WHAT TO DO: Set out the records again, keeping every word as it is.

INPUT MATERIAL:
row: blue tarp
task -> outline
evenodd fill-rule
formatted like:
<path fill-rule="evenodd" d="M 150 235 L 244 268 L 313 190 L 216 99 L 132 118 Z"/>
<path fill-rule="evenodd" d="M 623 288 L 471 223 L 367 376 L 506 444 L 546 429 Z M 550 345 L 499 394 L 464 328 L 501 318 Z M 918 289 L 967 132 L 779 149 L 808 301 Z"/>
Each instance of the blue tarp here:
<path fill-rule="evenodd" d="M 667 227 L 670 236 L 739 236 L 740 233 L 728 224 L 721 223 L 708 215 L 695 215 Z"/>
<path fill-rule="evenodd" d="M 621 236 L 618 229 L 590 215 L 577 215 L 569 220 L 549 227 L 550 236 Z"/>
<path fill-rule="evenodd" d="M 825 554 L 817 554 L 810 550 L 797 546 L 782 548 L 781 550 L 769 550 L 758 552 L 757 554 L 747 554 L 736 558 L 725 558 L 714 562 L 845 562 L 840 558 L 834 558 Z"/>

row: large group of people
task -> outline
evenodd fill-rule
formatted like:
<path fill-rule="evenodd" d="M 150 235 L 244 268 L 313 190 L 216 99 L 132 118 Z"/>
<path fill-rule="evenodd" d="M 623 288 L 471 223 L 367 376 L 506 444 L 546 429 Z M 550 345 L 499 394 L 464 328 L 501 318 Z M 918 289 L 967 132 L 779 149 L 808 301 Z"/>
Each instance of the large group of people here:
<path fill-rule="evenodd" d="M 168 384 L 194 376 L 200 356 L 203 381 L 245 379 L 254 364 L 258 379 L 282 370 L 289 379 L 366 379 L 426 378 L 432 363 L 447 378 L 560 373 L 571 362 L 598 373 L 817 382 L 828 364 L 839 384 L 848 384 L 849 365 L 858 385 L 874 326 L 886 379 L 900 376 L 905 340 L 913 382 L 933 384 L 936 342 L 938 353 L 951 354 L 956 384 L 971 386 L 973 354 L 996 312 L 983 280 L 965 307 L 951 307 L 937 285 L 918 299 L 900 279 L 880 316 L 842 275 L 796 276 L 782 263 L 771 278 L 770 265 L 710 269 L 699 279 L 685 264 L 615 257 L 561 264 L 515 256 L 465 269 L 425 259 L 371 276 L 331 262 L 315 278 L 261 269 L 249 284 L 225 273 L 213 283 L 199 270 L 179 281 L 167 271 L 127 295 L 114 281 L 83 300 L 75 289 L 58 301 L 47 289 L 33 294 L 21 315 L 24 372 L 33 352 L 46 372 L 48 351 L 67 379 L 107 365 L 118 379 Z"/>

TASK OUTPUT:
row: blue tarp
task -> outline
evenodd fill-rule
formatted like:
<path fill-rule="evenodd" d="M 150 235 L 244 268 L 313 190 L 216 99 L 132 118 Z"/>
<path fill-rule="evenodd" d="M 623 288 L 471 223 L 367 376 L 506 444 L 546 429 Z M 550 345 L 499 394 L 464 328 L 501 318 Z M 918 289 L 967 132 L 779 149 L 808 301 Z"/>
Each instance of the blue tarp here:
<path fill-rule="evenodd" d="M 667 227 L 670 236 L 739 236 L 740 233 L 728 224 L 721 223 L 708 215 L 695 215 Z"/>
<path fill-rule="evenodd" d="M 621 236 L 618 229 L 590 215 L 577 215 L 569 220 L 549 227 L 550 236 Z"/>
<path fill-rule="evenodd" d="M 825 554 L 817 554 L 810 550 L 797 546 L 782 548 L 781 550 L 769 550 L 758 552 L 757 554 L 747 554 L 736 558 L 725 558 L 714 562 L 845 562 L 840 558 L 834 558 Z"/>

row: large group of people
task -> outline
evenodd fill-rule
formatted like:
<path fill-rule="evenodd" d="M 150 235 L 244 268 L 313 190 L 216 99 L 132 118 Z"/>
<path fill-rule="evenodd" d="M 623 288 L 471 223 L 367 376 L 506 444 L 546 429 Z M 550 345 L 499 394 L 464 328 L 501 318 Z M 918 289 L 967 132 L 779 149 L 808 301 Z"/>
Each instance of the large group of people here:
<path fill-rule="evenodd" d="M 168 384 L 194 376 L 200 356 L 203 381 L 245 379 L 254 364 L 258 379 L 282 370 L 289 379 L 366 379 L 426 378 L 432 363 L 447 378 L 560 373 L 571 362 L 598 373 L 817 382 L 828 364 L 839 384 L 848 384 L 849 365 L 858 385 L 874 326 L 886 379 L 900 376 L 905 340 L 913 382 L 933 384 L 936 342 L 938 353 L 951 354 L 956 384 L 971 386 L 973 354 L 996 312 L 983 280 L 965 307 L 951 307 L 937 285 L 918 299 L 900 279 L 880 316 L 842 275 L 796 276 L 782 263 L 771 278 L 770 265 L 710 269 L 699 279 L 685 264 L 615 257 L 561 264 L 515 256 L 465 269 L 425 259 L 371 276 L 331 262 L 315 278 L 261 269 L 249 284 L 225 273 L 213 283 L 199 270 L 179 281 L 167 271 L 127 295 L 114 281 L 83 300 L 75 289 L 58 301 L 47 289 L 33 294 L 21 315 L 24 372 L 33 352 L 46 372 L 48 351 L 67 379 L 107 365 L 118 379 Z"/>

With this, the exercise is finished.